---------- Provided records ----------

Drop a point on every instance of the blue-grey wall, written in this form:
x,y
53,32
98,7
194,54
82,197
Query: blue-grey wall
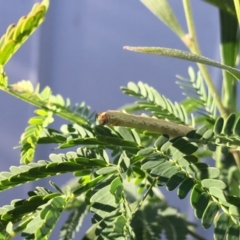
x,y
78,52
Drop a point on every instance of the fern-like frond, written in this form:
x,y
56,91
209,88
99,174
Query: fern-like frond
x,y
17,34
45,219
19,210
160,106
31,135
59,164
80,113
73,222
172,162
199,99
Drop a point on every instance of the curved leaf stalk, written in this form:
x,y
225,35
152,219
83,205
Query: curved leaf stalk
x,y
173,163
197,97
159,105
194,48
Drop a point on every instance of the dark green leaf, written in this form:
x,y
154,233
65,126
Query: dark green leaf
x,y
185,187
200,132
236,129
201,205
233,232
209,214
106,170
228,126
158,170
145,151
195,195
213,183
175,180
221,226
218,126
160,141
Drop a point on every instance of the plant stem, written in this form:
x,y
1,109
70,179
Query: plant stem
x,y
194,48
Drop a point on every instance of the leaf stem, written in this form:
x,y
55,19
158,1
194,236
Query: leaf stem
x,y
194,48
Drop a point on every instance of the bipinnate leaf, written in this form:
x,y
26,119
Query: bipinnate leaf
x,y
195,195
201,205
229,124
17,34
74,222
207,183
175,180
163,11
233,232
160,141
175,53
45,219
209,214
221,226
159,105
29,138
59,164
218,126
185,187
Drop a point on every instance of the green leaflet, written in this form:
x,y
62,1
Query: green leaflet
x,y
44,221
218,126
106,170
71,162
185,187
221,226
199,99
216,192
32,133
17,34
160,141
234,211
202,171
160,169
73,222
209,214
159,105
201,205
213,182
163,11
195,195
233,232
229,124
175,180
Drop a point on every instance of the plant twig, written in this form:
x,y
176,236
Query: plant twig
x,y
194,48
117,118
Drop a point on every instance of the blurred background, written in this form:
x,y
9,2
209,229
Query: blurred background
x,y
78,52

----------
---------- Provided records ----------

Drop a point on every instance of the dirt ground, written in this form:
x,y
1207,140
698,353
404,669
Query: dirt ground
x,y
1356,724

----------

> [What is required]:
Count the lines of the records that contain the string “curved”, and reply with that number only.

> [Correct response]:
2